## start EXTRACTED INFORMATION
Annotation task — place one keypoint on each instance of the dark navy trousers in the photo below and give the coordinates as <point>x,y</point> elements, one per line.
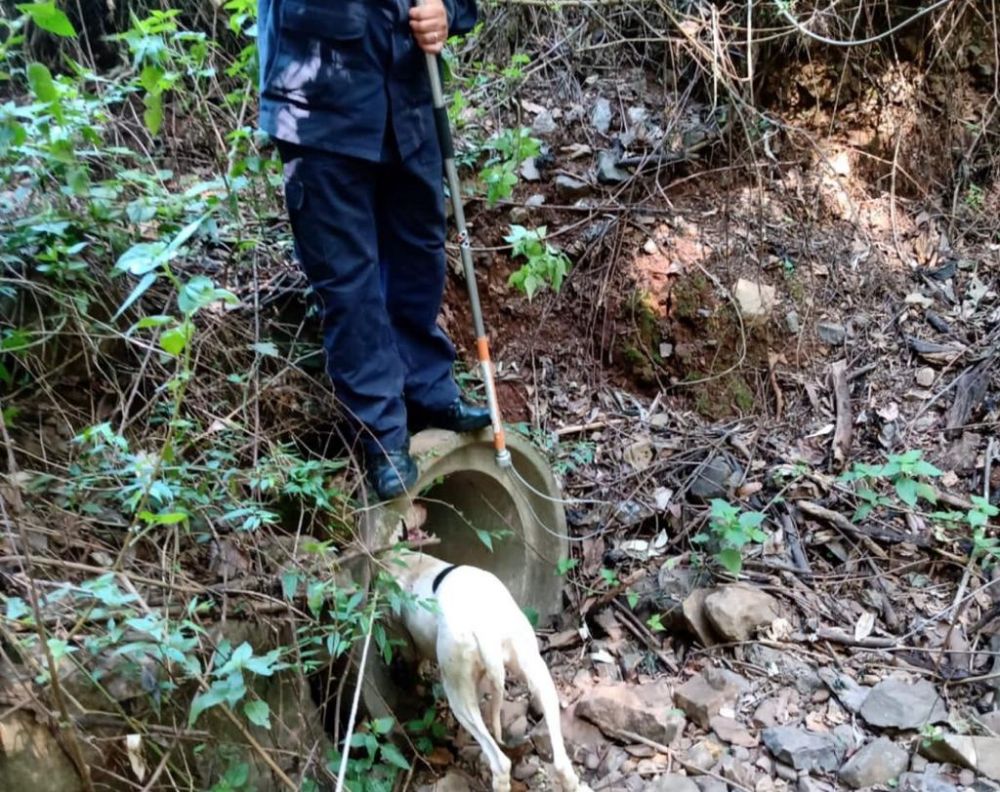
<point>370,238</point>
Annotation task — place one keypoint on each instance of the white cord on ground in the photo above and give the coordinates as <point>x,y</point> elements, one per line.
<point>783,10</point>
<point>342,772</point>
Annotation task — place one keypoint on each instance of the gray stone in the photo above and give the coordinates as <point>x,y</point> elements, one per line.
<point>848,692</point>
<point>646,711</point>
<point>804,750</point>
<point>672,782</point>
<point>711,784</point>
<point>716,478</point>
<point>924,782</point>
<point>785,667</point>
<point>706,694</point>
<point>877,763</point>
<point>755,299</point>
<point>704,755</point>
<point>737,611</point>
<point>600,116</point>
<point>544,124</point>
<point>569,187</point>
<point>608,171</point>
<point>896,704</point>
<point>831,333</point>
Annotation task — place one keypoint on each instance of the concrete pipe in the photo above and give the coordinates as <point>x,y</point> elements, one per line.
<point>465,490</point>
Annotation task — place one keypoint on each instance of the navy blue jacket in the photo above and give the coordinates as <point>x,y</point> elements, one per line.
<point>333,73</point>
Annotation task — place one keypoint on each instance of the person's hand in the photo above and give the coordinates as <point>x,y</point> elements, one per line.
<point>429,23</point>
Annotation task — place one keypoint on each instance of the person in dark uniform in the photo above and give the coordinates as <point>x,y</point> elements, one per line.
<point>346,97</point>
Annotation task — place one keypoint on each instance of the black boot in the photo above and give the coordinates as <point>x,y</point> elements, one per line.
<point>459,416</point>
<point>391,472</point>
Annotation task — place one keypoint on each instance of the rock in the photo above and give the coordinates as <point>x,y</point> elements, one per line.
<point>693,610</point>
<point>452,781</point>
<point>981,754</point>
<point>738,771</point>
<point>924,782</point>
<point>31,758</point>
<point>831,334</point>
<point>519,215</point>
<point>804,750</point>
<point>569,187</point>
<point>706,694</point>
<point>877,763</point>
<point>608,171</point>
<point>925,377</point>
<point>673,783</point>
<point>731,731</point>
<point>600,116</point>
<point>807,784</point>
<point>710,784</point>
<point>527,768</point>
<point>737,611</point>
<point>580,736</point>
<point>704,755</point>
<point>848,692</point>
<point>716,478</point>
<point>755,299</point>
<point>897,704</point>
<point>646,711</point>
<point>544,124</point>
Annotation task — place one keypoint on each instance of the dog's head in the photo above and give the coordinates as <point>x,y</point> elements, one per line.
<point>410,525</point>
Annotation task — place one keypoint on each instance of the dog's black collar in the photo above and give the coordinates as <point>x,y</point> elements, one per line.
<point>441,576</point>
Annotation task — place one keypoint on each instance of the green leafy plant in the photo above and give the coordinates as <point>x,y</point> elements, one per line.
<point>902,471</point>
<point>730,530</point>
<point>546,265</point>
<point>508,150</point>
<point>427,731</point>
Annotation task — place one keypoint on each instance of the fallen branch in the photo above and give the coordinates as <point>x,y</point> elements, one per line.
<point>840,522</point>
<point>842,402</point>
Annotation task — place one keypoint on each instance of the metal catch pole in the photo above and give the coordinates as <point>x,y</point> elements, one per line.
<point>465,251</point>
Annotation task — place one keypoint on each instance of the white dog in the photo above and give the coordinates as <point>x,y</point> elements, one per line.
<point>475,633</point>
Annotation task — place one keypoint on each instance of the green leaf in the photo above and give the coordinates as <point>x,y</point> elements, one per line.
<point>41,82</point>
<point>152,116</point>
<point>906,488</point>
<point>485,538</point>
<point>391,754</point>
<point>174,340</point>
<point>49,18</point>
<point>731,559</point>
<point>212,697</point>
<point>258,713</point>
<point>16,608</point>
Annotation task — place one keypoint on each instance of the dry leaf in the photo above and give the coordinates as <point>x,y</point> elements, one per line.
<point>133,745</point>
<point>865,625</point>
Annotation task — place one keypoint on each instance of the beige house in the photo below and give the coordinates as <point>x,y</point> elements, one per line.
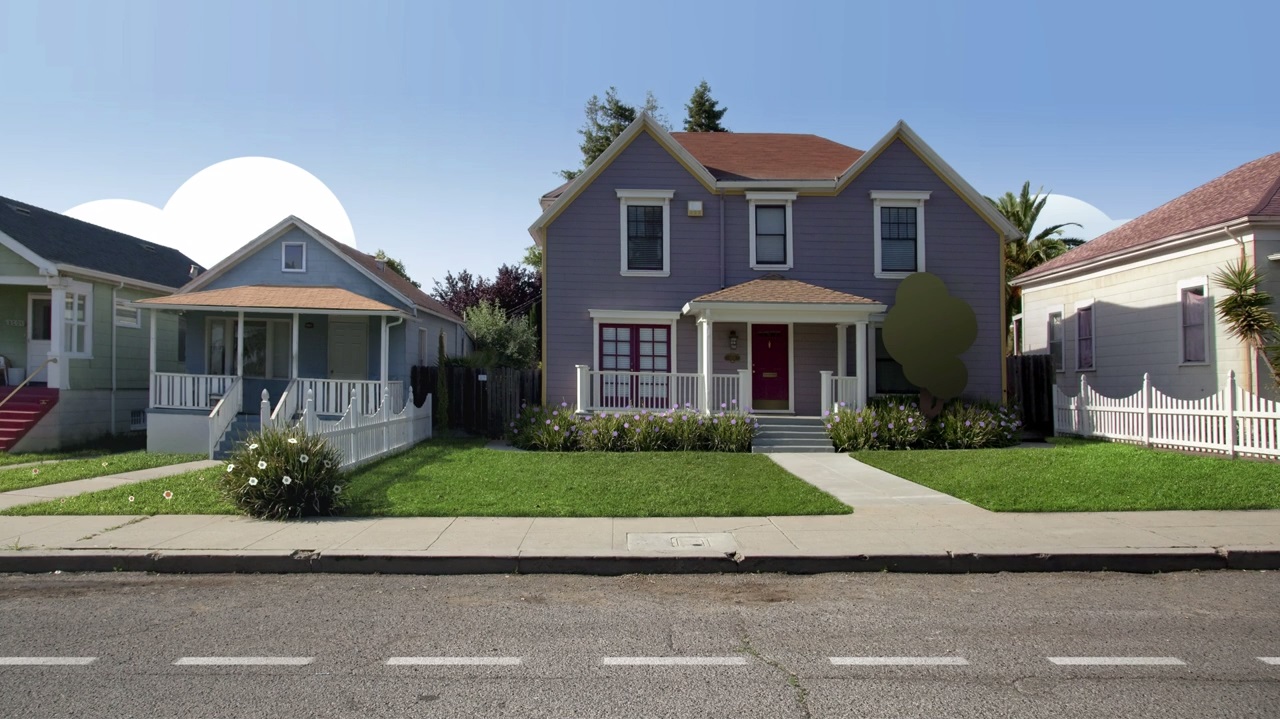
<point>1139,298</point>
## end EXTRACTED INFORMATION
## start EXTRACTED INFORMATION
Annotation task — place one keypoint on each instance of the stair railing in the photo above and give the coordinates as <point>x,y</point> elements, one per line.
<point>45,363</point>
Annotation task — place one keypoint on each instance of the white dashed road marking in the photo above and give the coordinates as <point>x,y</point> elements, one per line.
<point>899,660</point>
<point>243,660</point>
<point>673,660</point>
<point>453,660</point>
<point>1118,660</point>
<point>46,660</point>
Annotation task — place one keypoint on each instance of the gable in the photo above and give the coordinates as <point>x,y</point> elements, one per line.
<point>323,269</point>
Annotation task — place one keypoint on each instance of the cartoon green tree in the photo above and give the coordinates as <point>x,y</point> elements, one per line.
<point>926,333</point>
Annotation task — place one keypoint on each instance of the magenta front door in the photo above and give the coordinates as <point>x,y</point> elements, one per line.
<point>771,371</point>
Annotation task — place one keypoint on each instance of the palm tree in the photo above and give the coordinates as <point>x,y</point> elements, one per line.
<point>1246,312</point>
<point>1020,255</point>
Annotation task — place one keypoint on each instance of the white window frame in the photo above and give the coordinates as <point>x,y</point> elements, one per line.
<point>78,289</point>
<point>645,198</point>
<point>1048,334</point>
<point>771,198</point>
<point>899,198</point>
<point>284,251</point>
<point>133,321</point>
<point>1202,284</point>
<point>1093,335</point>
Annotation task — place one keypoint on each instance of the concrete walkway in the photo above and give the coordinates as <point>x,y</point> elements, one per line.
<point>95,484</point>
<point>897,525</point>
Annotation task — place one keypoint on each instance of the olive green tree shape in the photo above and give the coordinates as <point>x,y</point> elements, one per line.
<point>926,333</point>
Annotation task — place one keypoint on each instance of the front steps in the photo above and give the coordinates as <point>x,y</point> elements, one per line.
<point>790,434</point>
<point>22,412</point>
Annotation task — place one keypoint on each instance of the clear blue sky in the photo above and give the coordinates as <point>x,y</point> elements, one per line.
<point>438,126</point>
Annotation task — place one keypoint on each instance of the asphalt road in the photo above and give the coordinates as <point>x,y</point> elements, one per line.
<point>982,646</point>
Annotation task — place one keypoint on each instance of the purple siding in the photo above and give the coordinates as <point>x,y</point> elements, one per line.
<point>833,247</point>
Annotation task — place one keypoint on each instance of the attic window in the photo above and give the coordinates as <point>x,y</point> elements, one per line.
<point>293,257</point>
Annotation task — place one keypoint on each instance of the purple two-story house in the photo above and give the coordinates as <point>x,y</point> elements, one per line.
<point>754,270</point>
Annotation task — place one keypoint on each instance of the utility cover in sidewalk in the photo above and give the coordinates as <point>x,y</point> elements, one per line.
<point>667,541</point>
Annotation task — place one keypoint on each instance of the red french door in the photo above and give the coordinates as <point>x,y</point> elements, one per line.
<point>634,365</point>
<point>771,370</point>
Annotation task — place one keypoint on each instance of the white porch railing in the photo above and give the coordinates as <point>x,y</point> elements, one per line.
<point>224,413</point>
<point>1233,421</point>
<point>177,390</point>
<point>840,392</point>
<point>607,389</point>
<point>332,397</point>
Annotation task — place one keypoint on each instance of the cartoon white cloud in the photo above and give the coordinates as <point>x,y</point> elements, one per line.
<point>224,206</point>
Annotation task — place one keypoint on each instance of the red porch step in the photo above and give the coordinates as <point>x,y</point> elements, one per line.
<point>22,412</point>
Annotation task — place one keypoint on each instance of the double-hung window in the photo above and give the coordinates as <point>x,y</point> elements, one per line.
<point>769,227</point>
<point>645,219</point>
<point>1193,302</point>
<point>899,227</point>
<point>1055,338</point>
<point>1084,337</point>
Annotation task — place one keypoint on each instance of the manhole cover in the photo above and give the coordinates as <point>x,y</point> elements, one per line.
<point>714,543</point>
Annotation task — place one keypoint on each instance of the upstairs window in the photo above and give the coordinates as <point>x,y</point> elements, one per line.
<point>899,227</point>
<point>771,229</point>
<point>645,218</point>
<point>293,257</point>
## end EXTRACTED INFORMATION
## WHAT THE TASK REQUIRES
Can you return, word for word, the lines in the entries above from the line with "of the metal" to the line with "<point>475,633</point>", both included?

## REPLY
Annotation task — place one keypoint on each instance of the metal catch pole in the photo above and give the coordinates as <point>x,y</point> elements, one per line.
<point>465,251</point>
Annotation task — place one keypoint on each instance of the white dog in the photo above and give the coordinates as <point>x,y</point> elements, one per line.
<point>475,633</point>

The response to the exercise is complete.